--- Data provided Enclosed Below ---

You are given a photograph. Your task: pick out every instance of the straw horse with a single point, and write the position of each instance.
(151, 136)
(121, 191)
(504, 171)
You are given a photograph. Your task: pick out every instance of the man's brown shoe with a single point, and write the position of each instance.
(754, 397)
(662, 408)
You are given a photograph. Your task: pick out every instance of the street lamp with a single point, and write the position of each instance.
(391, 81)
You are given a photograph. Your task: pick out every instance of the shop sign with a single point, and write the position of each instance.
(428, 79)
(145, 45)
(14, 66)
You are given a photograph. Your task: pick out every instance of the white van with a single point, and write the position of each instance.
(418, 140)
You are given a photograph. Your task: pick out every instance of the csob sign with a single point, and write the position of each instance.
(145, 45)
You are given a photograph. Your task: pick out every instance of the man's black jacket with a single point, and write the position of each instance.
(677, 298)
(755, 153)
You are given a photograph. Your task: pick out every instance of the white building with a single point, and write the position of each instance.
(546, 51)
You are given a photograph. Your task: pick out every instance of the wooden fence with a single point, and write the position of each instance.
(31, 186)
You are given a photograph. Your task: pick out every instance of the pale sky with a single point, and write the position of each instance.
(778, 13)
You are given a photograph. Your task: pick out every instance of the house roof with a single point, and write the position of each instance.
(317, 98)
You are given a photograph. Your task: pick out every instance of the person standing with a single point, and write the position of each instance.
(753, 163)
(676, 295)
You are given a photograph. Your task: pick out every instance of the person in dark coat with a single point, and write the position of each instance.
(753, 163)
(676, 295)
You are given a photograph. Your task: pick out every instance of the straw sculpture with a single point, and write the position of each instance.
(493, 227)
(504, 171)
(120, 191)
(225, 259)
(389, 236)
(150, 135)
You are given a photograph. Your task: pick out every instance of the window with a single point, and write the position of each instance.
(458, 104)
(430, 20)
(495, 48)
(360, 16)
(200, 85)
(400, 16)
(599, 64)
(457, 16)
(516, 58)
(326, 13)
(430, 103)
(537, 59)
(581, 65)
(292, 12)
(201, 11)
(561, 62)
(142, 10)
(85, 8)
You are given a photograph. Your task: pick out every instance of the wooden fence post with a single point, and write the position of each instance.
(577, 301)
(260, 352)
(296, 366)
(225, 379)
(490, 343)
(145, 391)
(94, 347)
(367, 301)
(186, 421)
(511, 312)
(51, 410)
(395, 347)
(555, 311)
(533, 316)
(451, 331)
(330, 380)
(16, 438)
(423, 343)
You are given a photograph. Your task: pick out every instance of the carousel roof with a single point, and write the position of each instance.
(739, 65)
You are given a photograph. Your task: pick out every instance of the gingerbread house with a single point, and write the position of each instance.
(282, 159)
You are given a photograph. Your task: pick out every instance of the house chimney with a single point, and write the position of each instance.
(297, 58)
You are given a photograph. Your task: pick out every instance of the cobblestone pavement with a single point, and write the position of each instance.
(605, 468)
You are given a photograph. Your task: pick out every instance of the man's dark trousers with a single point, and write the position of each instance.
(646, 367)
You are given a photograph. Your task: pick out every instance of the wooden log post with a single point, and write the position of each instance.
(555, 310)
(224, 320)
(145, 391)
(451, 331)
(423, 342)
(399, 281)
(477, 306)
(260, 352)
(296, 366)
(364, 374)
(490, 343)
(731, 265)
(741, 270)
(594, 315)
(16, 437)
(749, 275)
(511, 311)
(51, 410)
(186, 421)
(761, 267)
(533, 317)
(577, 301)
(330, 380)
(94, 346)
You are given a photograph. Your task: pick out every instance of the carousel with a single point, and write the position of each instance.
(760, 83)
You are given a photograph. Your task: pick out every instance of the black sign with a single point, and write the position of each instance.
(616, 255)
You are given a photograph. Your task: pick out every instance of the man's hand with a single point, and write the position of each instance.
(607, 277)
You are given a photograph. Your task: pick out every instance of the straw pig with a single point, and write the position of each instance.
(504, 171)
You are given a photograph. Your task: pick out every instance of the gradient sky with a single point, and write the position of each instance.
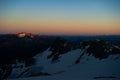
(70, 17)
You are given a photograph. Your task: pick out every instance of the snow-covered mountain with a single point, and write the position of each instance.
(65, 60)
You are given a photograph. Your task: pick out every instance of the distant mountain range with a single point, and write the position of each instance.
(25, 56)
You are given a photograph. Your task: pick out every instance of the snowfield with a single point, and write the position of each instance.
(89, 68)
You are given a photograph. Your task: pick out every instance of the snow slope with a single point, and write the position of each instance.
(89, 68)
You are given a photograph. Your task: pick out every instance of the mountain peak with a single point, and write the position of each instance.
(24, 34)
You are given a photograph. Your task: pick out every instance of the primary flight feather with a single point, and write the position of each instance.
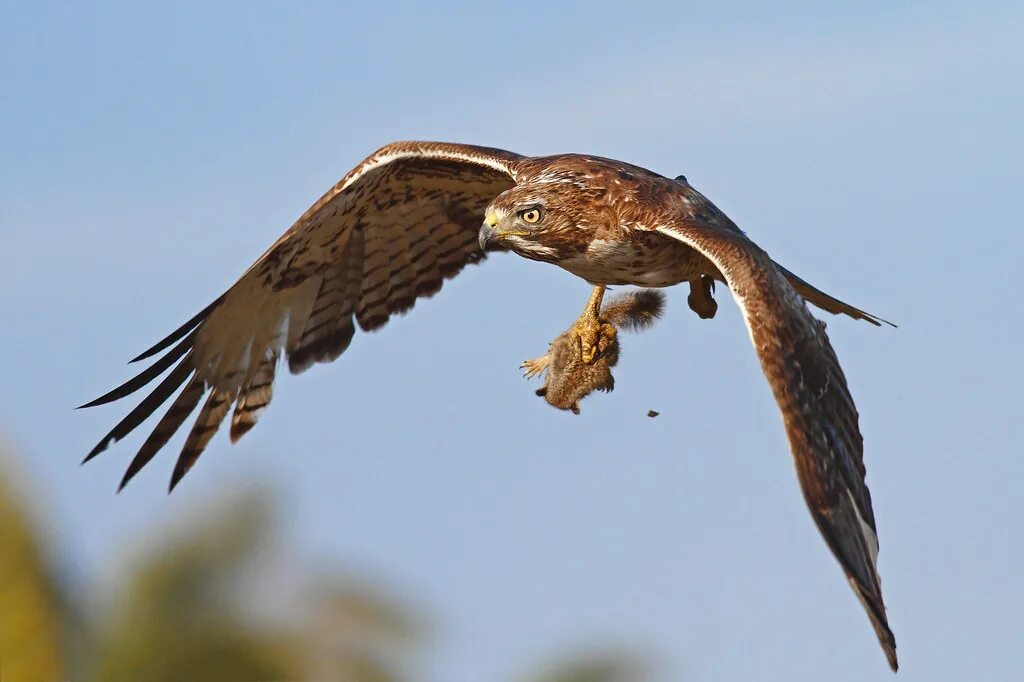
(414, 214)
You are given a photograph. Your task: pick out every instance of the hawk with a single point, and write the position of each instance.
(409, 217)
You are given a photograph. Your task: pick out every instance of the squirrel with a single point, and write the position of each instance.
(568, 379)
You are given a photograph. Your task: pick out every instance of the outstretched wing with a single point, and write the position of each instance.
(810, 389)
(389, 232)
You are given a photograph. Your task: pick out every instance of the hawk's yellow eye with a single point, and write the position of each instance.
(530, 215)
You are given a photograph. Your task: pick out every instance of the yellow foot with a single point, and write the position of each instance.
(594, 338)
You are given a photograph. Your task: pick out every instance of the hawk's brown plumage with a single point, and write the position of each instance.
(409, 217)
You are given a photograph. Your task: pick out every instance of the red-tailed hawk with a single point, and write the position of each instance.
(410, 216)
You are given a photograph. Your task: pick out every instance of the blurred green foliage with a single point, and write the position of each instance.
(186, 608)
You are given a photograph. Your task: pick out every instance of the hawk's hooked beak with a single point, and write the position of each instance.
(488, 230)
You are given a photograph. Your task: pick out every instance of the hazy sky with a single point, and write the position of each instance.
(148, 155)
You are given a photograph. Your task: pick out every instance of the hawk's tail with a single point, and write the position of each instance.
(826, 302)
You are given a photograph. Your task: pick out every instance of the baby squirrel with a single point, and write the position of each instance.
(568, 379)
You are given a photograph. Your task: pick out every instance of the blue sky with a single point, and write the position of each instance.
(148, 155)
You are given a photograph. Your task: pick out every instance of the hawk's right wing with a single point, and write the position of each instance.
(817, 410)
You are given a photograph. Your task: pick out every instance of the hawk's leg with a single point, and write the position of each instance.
(700, 297)
(594, 335)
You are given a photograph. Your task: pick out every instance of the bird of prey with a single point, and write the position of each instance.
(410, 216)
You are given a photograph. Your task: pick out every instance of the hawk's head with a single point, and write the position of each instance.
(542, 219)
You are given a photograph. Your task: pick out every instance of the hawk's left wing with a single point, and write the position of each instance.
(810, 389)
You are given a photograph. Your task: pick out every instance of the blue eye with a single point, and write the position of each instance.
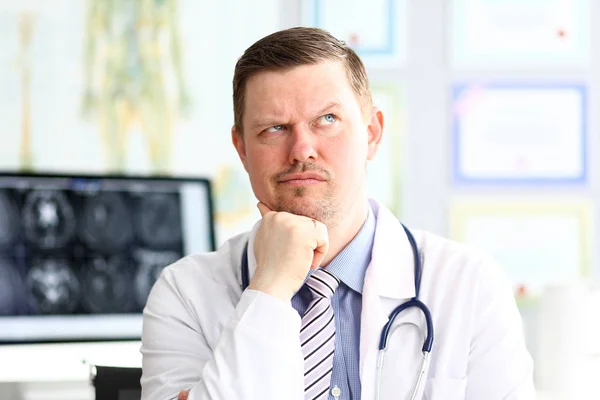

--- End of Enclosed Data provided ---

__Task__.
For this exercise, transcribe the entries above exactly, without any pictures.

__Task response__.
You are given a photograph. Your task: pick out every instance of the straw horse with a single point, and write the position of each instance.
(151, 136)
(121, 191)
(504, 171)
You are given a photograph. Your task: pick out every instance of the man's brown shoe with a single point, and write the position of each instance.
(754, 397)
(662, 408)
You are given a photograph. Your task: pick out every instance of the street lamp with a single point, and write the position of each instance.
(391, 81)
You are given a photograph. Your task: pick out every instance of the shop sign with a single point, and write the position of each instance.
(428, 79)
(145, 45)
(14, 66)
You are given a photograph. Your task: pick out every instance of the white van with a single point, and write the position of each instance.
(418, 140)
You are given a photograph. Your task: pick out every instance of the csob sign with a single point, and write the position of each instance.
(145, 45)
You are given a photograph. Your task: pick out every instance of the man's black jacket with a single point, and write the position of each instance.
(677, 298)
(755, 153)
You are given a photograph. Your task: pick out every instance of the white building with a single point, and write the position of each instance.
(546, 51)
You are given a photograph. Your task: pick out every instance of the wooden fence with a single point, and write the position of each instance.
(31, 186)
You are given a photograph. Your task: pick out every instance of the pale sky with a single point, and write the position of each instance.
(778, 13)
You are given a photograph. Your task: pick out every instance of the house roof with a single point, and write the position of each instance.
(317, 98)
You are given a photograph. Your task: pick out every instance of the person standing with a single point, and write the position of each instance.
(753, 163)
(676, 295)
You are given a photograph. Your task: pick out every instance of the person in dark coat with a single point, and write the position of each instance.
(753, 163)
(676, 295)
You are given a photograph. Your task: pick out every instance of the straw sculpture with a single point, and write the position of each instance.
(493, 227)
(504, 171)
(120, 191)
(225, 259)
(389, 236)
(150, 135)
You are given a photograph. Your task: pick out every instance of the window with a single point, and write the position of each instance.
(458, 104)
(430, 20)
(495, 48)
(360, 16)
(200, 85)
(400, 16)
(599, 64)
(457, 16)
(516, 58)
(326, 13)
(430, 103)
(537, 59)
(581, 65)
(292, 12)
(201, 11)
(561, 62)
(142, 10)
(85, 8)
You are given a photograph. Your task: pick out every instance of the wooden fence post with a single point, and write the position of each instance.
(577, 301)
(260, 352)
(296, 366)
(225, 379)
(490, 343)
(145, 391)
(94, 347)
(367, 301)
(186, 421)
(511, 312)
(51, 410)
(395, 347)
(555, 311)
(533, 316)
(451, 331)
(330, 380)
(16, 438)
(423, 343)
You are given a photograph. Your task: pick out every instance of the carousel roof with a single point, and write the position of each instance.
(739, 65)
You are given a photograph. Your task: pick out every instance of the gingerbread house with a single point, and write the position of each instance.
(282, 159)
You are given a photograph. Your task: pick out every instance of the house chimney with a single point, and write the position of each instance.
(297, 58)
You are given a photograph. Your task: pick out every instance of the cobblestone pavement with a single point, and write the position of each instance.
(605, 468)
You are given a photograph. Your task: pick out every instance of the man's dark trousers with a single point, and write the position of each instance.
(646, 367)
You are given a photograph. Your task: pick out every instance of the wooden log post with a single point, and write the position of each instance.
(555, 310)
(224, 320)
(145, 391)
(451, 331)
(423, 342)
(399, 281)
(477, 306)
(260, 352)
(296, 366)
(364, 374)
(490, 343)
(731, 265)
(741, 270)
(594, 315)
(16, 437)
(749, 275)
(511, 311)
(51, 410)
(186, 421)
(761, 267)
(533, 317)
(577, 301)
(330, 380)
(94, 346)
You are given a photograph. Your task: pick out every instance of the carousel with a single point, and write the position of each instance.
(760, 83)
You are given a photograph. Your task: pick out every instance of the black sign with a single point, and write the position of each instance.
(616, 255)
You are given a photograph. Your task: pick out every instance of the man's hand with a single point, and write the position of each instance.
(607, 277)
You are given a photograph. Your task: pick out every instance of the straw pig with a single point, and write the position of each instance.
(504, 171)
You are given a photograph. Your task: pick out every instance of the gradient sky with a single point, and write the position of each instance.
(70, 17)
You are given a photograph. Your task: pick out every instance of the snow-covered mountain with a single point, and write the position of each instance.
(65, 60)
You are given a photograph. Your task: pick out every instance of the distant mountain range with a single point, and write the position of each instance.
(25, 56)
You are given a photograph. Your task: pick out every instance of the snowfield with a single point, and write the position of each instance.
(89, 68)
You are given a photograph. Your task: pick out every instance of the snow slope with a single point, and write the position of each instance.
(89, 68)
You are given a photograph. Your task: pick out every instance of the mountain peak with a single point, and write the position of each instance.
(24, 34)
You are given a photograph. Your task: pick out every instance of the primary flight feather with a single point, and write the position of each instance.
(414, 214)
You are given a photograph. Your task: pick out every instance of the hawk with a single point, and write the position of each instance.
(409, 217)
You are given a photograph. Your task: pick out every instance of the squirrel with a single point, and write the position of each instance.
(568, 379)
You are given a photograph. Your task: pick out every instance of the outstretched wing with a single point, and write the position of each instance.
(810, 389)
(389, 232)
You are given a photograph. Your task: pick out every instance of the hawk's yellow eye with a single point, and write the position of each instance.
(530, 215)
You are given a photograph. Your task: pick out every instance of the yellow foot with a single point, and write the position of each instance.
(594, 338)
You are given a photograph. Your task: pick out every instance of the hawk's brown plumage with a single point, and write the position of each instance.
(409, 217)
You are given a photograph. Your task: pick out every instance of the red-tailed hawk with a single point, and write the position of each instance.
(410, 216)
You are given a photograph. Your task: pick out every instance of the blurred green foliage with a single point, and write the position of each instance.
(186, 608)
You are given a photograph. Your task: pick out every instance of the hawk's hooked beak with a single point, and write the position of each instance.
(488, 230)
You are given a photograph. Your task: pick out every instance of the hazy sky with a single point, and write the position of each instance.
(148, 155)
You are given a photograph. Your task: pick out every instance of the hawk's tail with a single point, and write the position of each instance.
(826, 302)
You are given a photograph. Your task: pick out every instance of the baby squirrel with a single point, and write the position of each instance.
(568, 379)
You are given a photograph. Your task: pick out every instance of the blue sky with a single point, and write the position of each instance.
(148, 155)
You are given a photograph. Your task: pick out every instance of the hawk's right wing with a single point, and write the position of each instance.
(817, 410)
You are given a photograph. Your task: pick out every instance of the hawk's leg with a single point, and write the position of each instance.
(700, 297)
(594, 335)
You are given a photograph. Your task: pick out every instance of the bird of prey with a single point, and write the position of each instance.
(410, 216)
You are given a photograph. Your task: pick out every instance of the hawk's head with a single point, and write the position of each instance.
(542, 219)
You are given a photograph. Your task: pick out every instance of the hawk's left wing with a single point, and write the position of each instance.
(810, 389)
You are given a photograph. Your task: pick out every instance of the blue eye with a single point, and write the position of each instance.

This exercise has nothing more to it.